**ABOUT THIS EXERCISE:** State how many lines of the entries hold the string "below". Reply with the number alone.
'''
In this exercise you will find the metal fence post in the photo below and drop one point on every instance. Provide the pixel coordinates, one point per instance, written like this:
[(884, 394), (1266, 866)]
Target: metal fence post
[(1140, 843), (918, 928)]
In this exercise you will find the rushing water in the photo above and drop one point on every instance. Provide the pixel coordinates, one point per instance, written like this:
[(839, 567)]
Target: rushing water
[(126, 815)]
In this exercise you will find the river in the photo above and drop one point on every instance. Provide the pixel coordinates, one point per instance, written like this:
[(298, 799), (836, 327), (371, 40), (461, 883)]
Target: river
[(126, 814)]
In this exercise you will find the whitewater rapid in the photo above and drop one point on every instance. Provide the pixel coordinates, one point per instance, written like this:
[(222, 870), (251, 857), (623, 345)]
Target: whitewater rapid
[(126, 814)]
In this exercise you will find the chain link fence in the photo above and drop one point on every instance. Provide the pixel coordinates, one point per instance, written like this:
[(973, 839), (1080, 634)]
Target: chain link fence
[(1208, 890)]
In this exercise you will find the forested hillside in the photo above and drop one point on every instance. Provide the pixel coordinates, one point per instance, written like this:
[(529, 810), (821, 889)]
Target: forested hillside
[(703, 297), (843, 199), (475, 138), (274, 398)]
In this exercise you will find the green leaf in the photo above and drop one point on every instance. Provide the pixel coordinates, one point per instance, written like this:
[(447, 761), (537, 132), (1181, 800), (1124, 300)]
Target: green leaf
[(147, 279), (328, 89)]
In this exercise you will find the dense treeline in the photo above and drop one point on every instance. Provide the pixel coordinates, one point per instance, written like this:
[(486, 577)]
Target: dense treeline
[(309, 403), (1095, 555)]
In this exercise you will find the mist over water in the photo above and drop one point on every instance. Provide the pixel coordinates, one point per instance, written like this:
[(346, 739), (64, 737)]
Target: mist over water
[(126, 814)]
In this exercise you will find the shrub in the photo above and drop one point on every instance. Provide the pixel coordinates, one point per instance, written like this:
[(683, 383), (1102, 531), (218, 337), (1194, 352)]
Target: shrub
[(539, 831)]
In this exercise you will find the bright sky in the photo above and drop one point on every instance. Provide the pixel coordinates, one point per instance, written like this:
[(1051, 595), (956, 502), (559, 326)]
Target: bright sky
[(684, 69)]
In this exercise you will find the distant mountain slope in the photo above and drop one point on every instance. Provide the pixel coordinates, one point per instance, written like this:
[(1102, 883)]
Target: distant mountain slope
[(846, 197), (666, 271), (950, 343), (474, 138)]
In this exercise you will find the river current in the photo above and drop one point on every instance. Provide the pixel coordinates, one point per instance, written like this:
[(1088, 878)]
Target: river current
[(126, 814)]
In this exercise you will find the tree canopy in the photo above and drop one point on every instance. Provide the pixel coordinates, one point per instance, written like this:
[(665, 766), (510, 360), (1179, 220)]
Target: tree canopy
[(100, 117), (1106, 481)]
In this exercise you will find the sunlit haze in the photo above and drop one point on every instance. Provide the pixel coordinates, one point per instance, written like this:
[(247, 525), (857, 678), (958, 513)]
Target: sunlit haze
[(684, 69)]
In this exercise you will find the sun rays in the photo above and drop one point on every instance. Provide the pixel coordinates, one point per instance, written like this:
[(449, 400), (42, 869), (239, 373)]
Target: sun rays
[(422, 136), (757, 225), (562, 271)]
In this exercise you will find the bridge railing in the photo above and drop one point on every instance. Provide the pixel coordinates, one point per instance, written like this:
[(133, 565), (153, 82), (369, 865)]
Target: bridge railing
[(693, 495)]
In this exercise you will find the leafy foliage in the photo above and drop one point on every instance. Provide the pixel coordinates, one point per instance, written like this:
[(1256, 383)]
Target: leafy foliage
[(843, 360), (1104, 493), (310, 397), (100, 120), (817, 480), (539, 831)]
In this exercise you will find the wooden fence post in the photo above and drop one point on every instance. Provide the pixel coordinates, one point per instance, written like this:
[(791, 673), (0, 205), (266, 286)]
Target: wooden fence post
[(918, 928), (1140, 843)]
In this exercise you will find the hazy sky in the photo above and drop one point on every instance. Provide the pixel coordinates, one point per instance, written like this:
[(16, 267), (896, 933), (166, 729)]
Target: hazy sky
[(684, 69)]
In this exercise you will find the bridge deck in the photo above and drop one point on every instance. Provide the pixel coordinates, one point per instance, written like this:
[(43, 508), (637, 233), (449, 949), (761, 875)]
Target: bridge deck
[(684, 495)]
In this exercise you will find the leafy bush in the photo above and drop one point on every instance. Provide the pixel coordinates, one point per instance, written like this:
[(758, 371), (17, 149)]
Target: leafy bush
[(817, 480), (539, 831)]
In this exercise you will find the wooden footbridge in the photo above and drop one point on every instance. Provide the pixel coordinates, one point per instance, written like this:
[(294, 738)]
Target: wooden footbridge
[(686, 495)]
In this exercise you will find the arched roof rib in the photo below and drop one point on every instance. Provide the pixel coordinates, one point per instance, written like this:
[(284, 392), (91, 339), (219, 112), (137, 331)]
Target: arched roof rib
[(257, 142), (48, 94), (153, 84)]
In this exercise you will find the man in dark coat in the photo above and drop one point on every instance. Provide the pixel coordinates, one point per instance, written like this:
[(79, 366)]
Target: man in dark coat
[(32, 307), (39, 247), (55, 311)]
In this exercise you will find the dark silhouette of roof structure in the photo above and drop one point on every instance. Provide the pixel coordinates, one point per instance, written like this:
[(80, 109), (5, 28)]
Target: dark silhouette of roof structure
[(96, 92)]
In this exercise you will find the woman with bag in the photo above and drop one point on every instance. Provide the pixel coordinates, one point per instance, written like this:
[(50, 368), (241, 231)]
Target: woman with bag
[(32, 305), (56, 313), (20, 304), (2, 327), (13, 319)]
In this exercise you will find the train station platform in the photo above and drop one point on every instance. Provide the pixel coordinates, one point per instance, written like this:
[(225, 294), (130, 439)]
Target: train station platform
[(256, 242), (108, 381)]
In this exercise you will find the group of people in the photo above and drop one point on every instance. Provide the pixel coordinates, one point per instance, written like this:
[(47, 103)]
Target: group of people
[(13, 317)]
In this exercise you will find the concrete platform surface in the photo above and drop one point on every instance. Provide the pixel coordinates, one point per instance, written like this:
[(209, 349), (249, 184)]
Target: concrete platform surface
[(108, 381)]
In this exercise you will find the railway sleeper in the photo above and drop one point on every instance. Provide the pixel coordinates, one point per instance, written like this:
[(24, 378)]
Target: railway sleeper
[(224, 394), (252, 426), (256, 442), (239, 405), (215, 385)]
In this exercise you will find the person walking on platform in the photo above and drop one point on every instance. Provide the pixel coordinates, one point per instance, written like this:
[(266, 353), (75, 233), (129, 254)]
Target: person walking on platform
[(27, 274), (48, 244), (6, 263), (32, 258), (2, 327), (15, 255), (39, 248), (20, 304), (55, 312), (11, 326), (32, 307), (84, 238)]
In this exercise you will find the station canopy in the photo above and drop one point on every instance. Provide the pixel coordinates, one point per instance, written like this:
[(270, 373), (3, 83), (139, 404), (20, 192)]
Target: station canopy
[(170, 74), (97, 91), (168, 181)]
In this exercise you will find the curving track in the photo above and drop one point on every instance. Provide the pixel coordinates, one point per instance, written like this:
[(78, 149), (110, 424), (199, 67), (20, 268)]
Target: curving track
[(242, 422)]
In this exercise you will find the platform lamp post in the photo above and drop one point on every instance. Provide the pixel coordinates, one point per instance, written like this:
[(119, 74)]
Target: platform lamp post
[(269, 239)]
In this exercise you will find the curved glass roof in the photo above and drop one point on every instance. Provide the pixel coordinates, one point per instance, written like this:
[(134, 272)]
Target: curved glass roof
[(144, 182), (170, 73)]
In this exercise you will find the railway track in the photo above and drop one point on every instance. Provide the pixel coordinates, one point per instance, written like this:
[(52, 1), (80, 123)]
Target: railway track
'''
**ANSWER SECTION:** 2